__SOURCE PASSAGE__:
• • • • •

Artist

Mississippi Fred McDowell

Genre: Blues ,Blues Revival ,Delta Blues ,Electric Blues
Origin: U.S.A
Active: 1926 - 1972
Listen on Coda
When Mississippi Fred McDowell declared on one of his final albums that he did not play no rock & roll, the remark functioned simply as an accurate description rather than any protest from a performer left behind by shifting tastes. A master of the core Delta blues tradition, he blended the raw power of Charley Patton with the intensity of Son House, channeling both through his gritty vocals and his aggressive bottleneck guitar technique. Confident in the authenticity of his approach, McDowell refused to modify his music for modern listeners the way many contemporaries did, instead letting his unchanged style set him apart.

• • • • •

__STUDY MATERIAL__:
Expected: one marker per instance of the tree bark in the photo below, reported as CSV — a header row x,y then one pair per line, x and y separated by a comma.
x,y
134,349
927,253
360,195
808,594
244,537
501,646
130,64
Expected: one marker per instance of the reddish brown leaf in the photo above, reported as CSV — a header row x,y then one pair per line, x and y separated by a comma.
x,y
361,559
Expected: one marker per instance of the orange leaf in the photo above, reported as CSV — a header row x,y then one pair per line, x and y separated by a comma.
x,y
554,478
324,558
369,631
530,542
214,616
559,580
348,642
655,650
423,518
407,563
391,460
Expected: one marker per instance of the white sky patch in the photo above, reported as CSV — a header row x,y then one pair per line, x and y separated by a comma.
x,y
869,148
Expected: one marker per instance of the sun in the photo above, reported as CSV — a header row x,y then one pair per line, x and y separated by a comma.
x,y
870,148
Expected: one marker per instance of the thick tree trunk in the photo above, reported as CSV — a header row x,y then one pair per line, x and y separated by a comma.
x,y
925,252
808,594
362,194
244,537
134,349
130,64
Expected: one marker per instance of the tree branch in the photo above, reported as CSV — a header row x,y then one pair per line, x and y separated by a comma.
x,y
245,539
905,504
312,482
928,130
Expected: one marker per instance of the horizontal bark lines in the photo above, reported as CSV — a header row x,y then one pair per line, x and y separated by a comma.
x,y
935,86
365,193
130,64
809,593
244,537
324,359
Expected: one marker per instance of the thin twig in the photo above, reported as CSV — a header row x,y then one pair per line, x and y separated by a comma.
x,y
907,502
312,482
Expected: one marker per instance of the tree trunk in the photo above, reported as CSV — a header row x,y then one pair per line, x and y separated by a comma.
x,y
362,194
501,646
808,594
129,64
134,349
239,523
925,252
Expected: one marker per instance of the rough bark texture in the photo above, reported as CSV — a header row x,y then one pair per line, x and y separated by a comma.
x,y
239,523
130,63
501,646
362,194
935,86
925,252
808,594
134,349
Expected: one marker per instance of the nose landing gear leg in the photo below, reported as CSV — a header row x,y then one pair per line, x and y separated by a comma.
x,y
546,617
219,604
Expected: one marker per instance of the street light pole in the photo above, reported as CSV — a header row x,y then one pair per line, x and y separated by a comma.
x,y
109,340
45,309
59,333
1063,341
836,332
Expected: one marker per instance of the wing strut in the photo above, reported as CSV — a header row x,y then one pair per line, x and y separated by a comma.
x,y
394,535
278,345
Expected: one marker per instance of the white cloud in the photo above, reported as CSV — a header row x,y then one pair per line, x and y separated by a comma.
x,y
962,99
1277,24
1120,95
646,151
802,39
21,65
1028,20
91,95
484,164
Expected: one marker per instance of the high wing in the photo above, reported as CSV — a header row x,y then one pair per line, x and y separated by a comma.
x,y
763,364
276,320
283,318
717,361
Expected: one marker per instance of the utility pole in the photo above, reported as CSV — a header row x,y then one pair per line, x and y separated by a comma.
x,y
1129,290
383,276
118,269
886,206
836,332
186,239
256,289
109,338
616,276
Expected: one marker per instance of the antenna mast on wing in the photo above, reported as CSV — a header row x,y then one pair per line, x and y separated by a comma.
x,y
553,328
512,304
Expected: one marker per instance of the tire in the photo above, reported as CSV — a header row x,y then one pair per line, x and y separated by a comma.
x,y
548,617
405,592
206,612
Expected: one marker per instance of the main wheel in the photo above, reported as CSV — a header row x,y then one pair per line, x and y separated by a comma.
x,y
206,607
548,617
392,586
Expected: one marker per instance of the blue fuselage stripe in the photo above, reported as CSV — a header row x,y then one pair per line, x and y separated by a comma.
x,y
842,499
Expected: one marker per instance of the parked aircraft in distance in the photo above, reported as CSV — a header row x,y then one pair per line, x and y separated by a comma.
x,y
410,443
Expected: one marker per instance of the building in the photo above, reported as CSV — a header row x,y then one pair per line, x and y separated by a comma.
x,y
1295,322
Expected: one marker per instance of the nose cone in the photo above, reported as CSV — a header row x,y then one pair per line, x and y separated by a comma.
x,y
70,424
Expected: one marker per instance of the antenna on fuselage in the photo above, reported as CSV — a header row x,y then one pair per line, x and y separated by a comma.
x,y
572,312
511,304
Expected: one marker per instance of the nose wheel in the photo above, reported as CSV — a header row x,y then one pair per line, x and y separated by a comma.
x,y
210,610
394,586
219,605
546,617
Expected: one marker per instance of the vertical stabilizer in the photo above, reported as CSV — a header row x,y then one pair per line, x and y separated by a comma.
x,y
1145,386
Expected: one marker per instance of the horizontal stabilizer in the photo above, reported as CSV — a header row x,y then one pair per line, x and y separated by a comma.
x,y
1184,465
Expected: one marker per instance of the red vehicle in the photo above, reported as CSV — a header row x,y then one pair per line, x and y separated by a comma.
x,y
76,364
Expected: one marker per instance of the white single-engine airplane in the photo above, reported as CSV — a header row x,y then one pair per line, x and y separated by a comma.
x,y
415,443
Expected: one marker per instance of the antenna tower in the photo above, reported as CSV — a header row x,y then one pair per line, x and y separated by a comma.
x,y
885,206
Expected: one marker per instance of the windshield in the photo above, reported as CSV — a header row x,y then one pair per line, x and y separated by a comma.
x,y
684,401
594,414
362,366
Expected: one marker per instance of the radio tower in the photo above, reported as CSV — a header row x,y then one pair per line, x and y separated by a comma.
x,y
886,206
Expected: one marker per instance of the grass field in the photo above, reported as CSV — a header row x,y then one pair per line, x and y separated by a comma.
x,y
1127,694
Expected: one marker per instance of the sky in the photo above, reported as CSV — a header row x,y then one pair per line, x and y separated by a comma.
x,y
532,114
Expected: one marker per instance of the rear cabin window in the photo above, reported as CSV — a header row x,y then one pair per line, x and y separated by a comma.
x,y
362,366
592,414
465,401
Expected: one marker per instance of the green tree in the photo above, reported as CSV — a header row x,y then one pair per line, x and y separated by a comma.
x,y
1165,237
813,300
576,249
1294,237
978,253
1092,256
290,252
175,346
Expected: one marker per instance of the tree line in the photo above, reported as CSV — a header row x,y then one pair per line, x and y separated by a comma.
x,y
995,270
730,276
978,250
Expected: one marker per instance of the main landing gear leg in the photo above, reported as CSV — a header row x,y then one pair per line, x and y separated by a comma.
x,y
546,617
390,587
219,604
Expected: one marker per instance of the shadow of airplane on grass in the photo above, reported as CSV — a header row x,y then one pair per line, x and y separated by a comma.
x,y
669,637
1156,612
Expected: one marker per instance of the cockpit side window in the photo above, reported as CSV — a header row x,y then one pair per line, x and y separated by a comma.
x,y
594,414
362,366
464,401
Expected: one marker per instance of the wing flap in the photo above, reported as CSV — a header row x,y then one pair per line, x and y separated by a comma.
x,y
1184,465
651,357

• • • • •

__PROMPT__: Copy the Mississippi Fred McDowell artist profile above word for word, from the "Artist" heading through its final sentence.

__RESULT FOR THIS EXERCISE__:
Artist

Mississippi Fred McDowell

Genre: Blues ,Blues Revival ,Delta Blues ,Electric Blues
Origin: U.S.A
Active: 1926 - 1972
Listen on Coda
When Mississippi Fred McDowell declared on one of his final albums that he did not play no rock & roll, the remark functioned simply as an accurate description rather than any protest from a performer left behind by shifting tastes. A master of the core Delta blues tradition, he blended the raw power of Charley Patton with the intensity of Son House, channeling both through his gritty vocals and his aggressive bottleneck guitar technique. Confident in the authenticity of his approach, McDowell refused to modify his music for modern listeners the way many contemporaries did, instead letting his unchanged style set him apart.